## TASK LIST
1) Render this sentence from the Greenland ice reflectivity case study in Spanish: "Ideally, students will be working in groups of two to four."
2) Resume the Greenland ice reflectivity case study from its final sentence, keeping its style and format.

## PROVIDED TEXT
⁂

Case Study 4.1- Reflecting on What is Happening to Greenland's Ice

• Identify factors that contribute to differences in reflectivity on the Greenland ice sheet spatially and temporally.
• Analyze real 2000–12 reflectivity data for the Greenland ice sheet at a particular elevation to recognize patterns and changes.
• Compare 2000–12 reflectivity data from a variety of elevations on the Greenland ice sheet to determine spatial and temporal reflectivity changes.
• Assess qualitatively how reflectivity on the Greenland ice sheet has changed from 2000 to 2012.
• Consider which components of the system could be playing a role in the observed reflectivity change.

• Provide students with an understanding of surface melting of the Greenland ice sheet as an ice loss mechanism, the prominence of this mechanism during the past decade as expressed in the data, and implications for future changes in the ice sheet.
  
• Facilitate student development of skills in reading and interpreting graphs and predicting changes in a natural system.
  
• Encourage students to reflect about the multiple components that may contribute to changes in a natural system and the role of uncertainty in our understanding of complex systems. Promote student consideration of the potential impacts of cryosphere changes on humans.

Educational level: introductory geology, meteorology, oceanography, or other geoscience-related course

Class size: can be adapted to serve a variety of class sizes. Ideally, students will be working in groups of two to four. For organizational purposes, consider establishing groups before beginning the activity to make sure that each person in the group gets a different albedo plot.

⁂

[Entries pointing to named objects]

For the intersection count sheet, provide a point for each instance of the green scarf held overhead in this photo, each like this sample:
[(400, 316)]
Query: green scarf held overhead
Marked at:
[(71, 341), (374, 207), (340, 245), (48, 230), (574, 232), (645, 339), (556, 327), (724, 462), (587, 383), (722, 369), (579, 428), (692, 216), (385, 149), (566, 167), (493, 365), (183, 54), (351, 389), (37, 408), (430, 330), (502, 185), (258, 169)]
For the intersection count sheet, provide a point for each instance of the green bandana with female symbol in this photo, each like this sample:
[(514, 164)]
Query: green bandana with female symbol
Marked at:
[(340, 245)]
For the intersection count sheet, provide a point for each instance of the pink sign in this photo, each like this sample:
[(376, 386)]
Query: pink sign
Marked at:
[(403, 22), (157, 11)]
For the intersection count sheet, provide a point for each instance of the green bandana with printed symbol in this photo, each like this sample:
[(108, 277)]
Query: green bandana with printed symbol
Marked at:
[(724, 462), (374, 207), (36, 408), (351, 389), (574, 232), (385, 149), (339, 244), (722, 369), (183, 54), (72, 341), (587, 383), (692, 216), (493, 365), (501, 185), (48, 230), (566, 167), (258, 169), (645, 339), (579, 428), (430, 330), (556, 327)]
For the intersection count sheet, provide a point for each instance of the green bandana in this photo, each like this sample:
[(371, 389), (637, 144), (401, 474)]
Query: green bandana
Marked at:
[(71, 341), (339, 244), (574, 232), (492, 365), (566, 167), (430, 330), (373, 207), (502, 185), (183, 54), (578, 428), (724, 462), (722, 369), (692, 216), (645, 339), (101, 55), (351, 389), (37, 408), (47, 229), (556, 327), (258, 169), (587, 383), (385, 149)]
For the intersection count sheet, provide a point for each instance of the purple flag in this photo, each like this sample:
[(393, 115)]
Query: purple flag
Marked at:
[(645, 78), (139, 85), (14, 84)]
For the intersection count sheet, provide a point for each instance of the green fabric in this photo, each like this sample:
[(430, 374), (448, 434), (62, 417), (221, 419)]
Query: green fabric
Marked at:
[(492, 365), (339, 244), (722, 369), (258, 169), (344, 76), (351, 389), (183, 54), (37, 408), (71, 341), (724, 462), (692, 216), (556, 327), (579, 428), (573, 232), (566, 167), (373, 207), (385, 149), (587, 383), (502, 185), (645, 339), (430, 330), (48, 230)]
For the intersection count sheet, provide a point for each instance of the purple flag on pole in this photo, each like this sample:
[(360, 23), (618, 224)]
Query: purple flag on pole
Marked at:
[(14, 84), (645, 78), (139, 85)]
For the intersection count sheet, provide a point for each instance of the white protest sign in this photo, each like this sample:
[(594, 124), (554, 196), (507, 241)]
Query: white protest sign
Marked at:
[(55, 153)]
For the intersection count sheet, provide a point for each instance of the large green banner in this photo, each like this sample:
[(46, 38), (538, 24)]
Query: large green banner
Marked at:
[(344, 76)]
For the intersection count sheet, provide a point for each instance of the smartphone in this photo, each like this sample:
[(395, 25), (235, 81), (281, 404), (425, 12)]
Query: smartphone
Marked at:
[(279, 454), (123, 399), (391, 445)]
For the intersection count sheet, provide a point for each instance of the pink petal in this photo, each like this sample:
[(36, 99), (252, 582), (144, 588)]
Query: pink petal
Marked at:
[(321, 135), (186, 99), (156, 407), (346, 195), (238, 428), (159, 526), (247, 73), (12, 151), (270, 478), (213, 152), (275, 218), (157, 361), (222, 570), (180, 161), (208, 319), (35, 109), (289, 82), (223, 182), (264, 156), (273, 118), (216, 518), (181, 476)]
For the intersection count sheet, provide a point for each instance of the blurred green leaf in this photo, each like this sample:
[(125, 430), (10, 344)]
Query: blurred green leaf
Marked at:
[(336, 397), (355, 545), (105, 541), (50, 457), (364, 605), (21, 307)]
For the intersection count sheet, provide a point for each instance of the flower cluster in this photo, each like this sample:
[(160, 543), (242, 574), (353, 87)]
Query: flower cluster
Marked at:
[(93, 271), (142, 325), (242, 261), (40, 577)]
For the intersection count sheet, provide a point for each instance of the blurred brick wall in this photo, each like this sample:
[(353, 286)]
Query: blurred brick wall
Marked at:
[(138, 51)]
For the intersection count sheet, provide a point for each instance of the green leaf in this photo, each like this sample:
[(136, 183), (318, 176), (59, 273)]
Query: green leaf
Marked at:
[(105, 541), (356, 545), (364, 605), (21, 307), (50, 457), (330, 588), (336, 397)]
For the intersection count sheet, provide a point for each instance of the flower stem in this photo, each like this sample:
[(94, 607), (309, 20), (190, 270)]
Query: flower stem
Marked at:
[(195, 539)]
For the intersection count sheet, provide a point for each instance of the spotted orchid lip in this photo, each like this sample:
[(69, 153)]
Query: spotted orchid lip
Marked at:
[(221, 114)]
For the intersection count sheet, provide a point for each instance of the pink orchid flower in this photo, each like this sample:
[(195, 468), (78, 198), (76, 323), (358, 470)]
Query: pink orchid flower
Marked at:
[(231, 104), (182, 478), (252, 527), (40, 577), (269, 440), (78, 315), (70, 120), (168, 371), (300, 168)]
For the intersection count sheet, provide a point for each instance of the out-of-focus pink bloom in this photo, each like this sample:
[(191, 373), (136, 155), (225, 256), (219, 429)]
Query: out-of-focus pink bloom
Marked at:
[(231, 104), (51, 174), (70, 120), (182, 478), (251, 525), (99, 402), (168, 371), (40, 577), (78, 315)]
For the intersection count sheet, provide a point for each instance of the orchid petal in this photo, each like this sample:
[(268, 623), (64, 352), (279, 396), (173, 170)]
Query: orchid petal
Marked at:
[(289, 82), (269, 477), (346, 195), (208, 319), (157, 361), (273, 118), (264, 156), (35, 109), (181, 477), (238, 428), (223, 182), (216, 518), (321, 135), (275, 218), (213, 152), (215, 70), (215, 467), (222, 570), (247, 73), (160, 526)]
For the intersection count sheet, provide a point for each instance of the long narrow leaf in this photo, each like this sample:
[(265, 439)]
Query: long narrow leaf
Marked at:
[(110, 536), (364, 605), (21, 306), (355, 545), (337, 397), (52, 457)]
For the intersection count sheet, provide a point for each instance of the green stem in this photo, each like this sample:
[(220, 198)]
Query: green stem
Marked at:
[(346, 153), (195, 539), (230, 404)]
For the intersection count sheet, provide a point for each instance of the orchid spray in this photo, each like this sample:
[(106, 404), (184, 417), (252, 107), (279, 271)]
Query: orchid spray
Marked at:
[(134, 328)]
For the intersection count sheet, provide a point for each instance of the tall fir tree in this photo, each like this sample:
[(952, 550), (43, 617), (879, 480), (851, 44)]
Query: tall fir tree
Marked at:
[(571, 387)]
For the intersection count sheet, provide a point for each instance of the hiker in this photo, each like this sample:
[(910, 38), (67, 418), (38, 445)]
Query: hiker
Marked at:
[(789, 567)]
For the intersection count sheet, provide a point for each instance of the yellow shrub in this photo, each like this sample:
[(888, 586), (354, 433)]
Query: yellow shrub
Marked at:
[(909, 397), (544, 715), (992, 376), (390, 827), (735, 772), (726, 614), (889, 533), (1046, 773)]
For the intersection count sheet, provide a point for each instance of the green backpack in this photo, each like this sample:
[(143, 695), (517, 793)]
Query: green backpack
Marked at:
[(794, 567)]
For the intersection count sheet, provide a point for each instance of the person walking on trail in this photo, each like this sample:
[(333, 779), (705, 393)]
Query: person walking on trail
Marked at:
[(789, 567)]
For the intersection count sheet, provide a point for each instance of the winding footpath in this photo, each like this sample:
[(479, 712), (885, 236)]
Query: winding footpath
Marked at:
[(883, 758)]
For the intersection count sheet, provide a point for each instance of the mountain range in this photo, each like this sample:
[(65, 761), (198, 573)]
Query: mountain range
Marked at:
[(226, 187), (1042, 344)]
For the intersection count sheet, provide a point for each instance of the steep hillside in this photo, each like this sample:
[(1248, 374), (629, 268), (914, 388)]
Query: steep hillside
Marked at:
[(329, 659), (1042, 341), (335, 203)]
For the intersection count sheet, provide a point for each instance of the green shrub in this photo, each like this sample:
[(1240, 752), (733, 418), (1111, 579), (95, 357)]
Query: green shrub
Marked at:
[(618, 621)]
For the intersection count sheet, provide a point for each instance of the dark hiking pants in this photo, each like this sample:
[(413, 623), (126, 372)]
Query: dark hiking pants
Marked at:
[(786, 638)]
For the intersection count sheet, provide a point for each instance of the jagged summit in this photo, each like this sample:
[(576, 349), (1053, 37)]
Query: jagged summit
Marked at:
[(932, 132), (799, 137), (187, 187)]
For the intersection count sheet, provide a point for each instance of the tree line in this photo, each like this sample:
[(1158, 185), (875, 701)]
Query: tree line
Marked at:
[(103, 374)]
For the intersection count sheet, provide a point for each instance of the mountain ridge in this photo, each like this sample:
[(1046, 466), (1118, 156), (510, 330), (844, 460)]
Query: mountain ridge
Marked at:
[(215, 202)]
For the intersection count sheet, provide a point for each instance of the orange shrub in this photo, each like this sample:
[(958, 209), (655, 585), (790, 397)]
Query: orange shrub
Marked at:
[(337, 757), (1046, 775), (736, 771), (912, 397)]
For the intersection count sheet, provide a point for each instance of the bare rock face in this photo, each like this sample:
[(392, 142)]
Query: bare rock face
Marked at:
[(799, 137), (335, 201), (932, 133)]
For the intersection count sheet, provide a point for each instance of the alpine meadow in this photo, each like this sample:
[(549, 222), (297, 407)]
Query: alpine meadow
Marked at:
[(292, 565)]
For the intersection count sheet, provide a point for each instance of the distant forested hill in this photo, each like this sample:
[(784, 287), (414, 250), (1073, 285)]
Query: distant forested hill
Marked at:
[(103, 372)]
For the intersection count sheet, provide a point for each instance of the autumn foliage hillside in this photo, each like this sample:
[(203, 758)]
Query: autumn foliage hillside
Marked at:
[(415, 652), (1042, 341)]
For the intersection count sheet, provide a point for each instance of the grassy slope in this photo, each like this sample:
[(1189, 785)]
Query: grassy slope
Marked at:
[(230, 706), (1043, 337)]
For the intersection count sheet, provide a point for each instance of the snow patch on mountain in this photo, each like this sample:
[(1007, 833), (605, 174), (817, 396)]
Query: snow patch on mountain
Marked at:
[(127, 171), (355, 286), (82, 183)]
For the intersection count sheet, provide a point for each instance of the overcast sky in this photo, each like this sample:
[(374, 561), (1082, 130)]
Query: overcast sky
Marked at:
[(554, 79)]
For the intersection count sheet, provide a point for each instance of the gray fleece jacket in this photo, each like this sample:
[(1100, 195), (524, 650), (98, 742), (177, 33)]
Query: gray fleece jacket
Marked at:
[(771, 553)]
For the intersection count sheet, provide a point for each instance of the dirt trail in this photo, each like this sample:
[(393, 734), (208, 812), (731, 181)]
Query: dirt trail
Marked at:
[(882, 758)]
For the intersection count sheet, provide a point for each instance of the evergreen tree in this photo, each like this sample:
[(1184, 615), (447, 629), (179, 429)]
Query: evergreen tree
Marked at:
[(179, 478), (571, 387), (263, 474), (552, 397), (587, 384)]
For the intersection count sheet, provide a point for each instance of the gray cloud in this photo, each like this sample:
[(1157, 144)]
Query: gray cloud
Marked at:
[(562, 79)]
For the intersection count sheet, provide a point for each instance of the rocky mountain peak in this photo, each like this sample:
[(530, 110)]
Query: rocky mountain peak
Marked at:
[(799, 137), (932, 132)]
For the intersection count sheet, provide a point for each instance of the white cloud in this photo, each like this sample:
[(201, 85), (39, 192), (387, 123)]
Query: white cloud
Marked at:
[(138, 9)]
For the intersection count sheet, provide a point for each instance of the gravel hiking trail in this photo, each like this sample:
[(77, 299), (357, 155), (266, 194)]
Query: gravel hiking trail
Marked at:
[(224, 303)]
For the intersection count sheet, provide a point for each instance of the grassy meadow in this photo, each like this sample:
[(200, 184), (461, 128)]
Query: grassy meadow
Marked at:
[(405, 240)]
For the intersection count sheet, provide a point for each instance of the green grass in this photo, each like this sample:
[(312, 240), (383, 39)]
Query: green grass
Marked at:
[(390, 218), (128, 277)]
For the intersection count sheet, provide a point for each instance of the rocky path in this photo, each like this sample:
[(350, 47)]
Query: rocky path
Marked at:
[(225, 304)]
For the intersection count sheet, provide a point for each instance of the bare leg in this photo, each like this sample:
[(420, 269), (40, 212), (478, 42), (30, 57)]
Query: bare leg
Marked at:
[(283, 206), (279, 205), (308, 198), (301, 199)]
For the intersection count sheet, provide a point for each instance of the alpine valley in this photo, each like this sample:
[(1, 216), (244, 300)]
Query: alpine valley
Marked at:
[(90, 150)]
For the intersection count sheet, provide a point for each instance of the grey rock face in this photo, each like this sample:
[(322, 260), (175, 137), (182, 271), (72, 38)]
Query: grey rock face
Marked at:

⁂

## OUTPUTS
1) Idealmente, los estudiantes trabajarán en grupos de dos a cuatro.

2)
Class format: This activity is suitable for use in a lecture or lab setting.

Time required: approximately 1.25 hours

Special equipment: Each student should receive student activity sheets, a color copy of one of the albedo plots, and a color copy of the 2012 reflectivity anomaly map.

Skills or concepts that students should have already mastered before encountering the activity: Students should have a basic awareness of the location and size of the Greenland ice sheet before beginning the activity. As described in the teaching notes section, it will be useful to have brief discussions interspersed throughout the activity to facilitate students' understanding of the concept of albedo, environmental factors contributing to albedo variations, anomalies, etc.

This activity can be used:

• as an in-class activity;
• as a cryosphere or paleoclimate lab when combined with Unit 5;
• as part of the complete Climate of Change InTeGrate module.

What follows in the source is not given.